- Directions for this task -
Copy verbatim the block of lines in the entries below whose first line contains "Exercise. Point to every instance of the statue's long" and whose last line contains "Exercise. Point to every instance of the window". Leave out all other lines.

Stored dataset items
[Start of Attachment]

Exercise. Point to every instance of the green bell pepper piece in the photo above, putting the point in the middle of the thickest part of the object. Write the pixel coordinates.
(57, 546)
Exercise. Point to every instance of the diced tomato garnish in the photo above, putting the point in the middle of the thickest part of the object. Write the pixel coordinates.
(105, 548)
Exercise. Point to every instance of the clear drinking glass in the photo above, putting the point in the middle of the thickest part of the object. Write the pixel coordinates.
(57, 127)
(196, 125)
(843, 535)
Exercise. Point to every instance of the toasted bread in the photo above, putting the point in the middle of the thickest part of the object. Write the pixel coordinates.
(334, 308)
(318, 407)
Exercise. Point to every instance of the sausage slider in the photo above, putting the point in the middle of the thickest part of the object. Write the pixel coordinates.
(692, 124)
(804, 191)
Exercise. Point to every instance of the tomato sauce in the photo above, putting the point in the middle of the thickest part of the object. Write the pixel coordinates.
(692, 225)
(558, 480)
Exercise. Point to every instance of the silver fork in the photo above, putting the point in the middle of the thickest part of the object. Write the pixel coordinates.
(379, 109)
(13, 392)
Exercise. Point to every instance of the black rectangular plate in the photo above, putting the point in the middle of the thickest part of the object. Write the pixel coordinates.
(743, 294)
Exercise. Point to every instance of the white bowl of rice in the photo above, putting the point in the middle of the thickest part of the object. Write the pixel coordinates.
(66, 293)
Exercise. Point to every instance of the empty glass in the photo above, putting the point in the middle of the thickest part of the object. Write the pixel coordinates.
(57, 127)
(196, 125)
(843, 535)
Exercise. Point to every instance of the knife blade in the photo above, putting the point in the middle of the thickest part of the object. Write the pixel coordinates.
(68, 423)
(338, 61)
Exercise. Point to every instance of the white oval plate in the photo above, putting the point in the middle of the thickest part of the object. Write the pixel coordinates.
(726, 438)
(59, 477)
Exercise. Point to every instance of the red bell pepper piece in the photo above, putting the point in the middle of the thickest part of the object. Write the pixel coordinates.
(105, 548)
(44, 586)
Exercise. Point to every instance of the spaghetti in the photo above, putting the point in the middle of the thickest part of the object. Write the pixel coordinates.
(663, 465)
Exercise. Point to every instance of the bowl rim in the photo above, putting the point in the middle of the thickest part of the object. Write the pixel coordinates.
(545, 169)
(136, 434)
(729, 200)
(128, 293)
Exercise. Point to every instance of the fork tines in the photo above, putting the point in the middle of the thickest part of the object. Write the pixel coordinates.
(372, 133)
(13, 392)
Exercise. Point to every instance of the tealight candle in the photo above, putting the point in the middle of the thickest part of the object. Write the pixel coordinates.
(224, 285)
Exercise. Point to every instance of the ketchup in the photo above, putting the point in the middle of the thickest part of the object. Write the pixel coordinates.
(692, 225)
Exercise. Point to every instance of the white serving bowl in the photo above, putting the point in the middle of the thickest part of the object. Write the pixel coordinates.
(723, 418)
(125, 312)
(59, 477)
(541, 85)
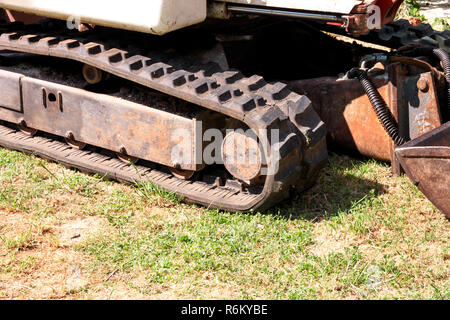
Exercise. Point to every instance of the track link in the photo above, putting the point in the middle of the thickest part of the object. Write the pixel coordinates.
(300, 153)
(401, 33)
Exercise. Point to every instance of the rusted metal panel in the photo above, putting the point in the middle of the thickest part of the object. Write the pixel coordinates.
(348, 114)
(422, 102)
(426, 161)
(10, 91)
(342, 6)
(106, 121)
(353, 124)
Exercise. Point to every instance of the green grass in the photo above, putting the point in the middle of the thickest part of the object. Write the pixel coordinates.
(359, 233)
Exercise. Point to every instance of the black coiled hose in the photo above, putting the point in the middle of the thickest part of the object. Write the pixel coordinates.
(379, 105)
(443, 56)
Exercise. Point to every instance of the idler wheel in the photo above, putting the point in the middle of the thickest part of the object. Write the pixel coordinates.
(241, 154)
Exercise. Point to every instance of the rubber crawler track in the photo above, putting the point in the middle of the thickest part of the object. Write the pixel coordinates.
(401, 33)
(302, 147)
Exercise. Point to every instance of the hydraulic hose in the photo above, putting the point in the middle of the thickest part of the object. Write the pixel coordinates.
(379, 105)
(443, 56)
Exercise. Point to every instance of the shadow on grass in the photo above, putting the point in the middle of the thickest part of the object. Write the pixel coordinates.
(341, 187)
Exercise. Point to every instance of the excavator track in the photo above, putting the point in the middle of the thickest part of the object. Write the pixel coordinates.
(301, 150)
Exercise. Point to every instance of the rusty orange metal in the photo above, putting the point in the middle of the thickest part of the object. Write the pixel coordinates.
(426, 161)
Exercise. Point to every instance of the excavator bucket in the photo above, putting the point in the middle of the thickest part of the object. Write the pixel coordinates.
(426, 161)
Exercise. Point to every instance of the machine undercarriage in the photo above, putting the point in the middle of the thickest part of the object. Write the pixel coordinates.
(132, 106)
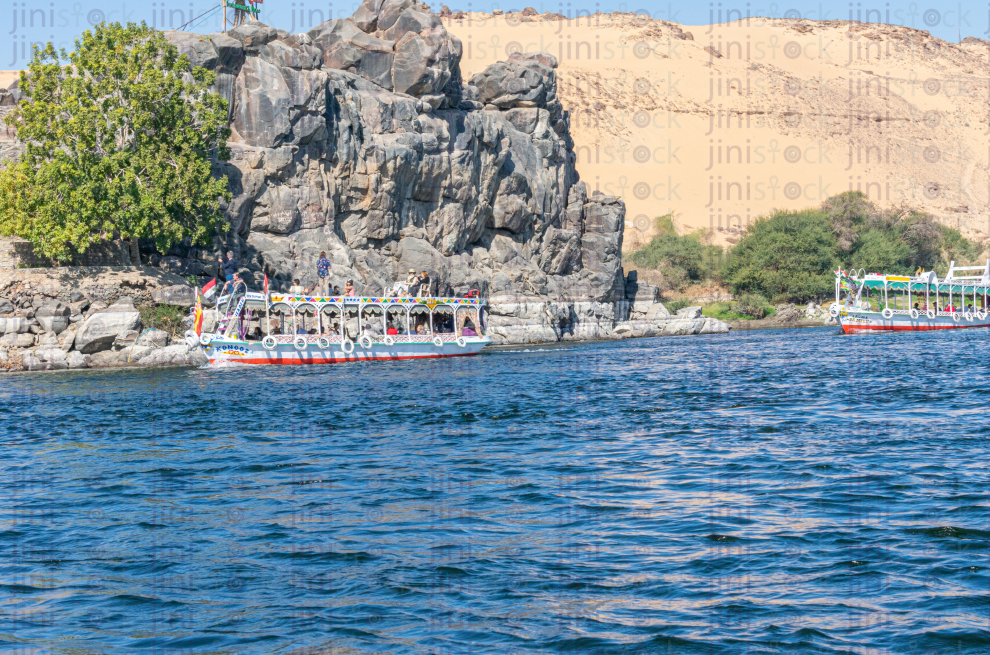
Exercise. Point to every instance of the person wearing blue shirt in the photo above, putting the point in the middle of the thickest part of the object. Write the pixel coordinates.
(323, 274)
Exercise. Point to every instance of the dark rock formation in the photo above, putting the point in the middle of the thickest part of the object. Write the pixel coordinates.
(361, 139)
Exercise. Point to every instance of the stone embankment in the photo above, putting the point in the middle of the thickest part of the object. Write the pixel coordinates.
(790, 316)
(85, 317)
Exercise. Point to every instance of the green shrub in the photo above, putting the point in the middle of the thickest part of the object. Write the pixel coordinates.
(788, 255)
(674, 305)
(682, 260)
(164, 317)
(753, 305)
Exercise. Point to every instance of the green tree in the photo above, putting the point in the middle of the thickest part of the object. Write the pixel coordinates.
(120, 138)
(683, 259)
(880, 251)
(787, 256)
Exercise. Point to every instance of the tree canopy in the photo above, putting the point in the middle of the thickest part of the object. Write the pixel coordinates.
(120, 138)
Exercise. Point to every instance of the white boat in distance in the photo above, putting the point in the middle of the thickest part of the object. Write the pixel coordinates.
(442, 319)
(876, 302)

[End of Attachment]
[Start of Attachment]

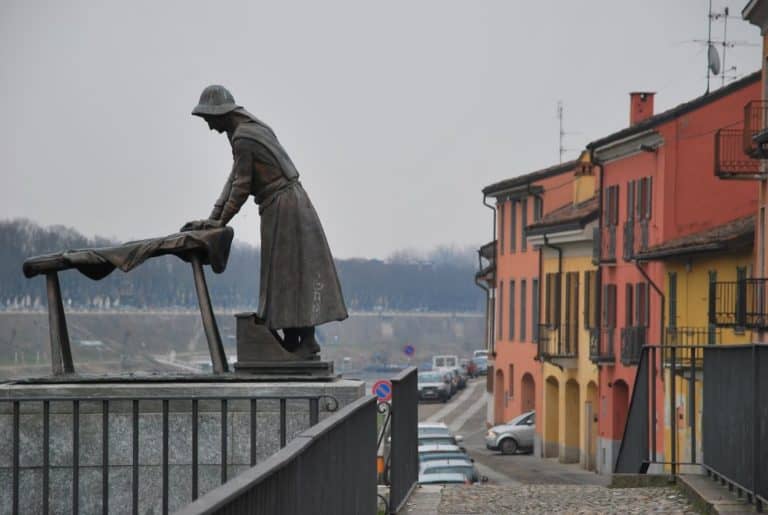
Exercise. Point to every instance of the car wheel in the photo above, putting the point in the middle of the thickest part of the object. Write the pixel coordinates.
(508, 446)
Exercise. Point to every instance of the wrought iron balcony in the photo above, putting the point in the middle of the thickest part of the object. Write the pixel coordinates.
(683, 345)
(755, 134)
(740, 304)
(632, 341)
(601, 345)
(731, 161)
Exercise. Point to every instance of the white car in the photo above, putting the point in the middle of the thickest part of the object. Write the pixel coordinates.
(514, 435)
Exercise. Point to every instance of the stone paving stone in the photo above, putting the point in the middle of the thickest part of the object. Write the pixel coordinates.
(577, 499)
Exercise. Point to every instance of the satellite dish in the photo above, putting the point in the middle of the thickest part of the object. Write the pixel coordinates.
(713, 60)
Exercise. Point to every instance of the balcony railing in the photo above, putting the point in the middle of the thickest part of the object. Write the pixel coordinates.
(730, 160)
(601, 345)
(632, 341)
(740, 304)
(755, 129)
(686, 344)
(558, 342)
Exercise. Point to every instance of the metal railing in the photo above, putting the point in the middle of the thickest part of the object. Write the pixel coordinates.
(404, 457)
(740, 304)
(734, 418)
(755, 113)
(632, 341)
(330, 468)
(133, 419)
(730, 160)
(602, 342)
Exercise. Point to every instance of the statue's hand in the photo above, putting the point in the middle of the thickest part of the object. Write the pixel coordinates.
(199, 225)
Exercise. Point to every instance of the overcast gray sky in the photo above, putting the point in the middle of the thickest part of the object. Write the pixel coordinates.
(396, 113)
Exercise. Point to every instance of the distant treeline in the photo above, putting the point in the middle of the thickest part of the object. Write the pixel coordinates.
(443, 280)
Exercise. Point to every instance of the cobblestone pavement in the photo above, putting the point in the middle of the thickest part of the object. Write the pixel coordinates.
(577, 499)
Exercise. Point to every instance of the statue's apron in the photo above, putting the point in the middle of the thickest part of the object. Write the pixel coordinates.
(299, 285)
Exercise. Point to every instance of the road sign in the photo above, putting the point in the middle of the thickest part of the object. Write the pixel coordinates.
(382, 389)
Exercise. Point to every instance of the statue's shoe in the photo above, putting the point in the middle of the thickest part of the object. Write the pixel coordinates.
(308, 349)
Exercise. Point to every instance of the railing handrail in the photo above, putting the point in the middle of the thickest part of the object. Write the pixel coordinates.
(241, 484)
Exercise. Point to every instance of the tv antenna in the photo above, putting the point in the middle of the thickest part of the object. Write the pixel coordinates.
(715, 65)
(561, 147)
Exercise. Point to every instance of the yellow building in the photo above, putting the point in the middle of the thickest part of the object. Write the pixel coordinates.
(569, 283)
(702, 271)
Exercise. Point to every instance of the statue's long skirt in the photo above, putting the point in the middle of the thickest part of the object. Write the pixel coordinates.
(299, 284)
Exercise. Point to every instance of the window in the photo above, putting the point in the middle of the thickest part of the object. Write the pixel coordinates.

[End of Attachment]

- Result of this exercise -
Exercise. Point to every instance of the statue's long skirt in the photo above, putting the point in the middle of the thickest part of the object. Write the pixel coordinates.
(299, 284)
Exercise. Point to every instance of the window in the photo above, putting the point in the middle of the thickest part of the object. Write the pixel coordinates.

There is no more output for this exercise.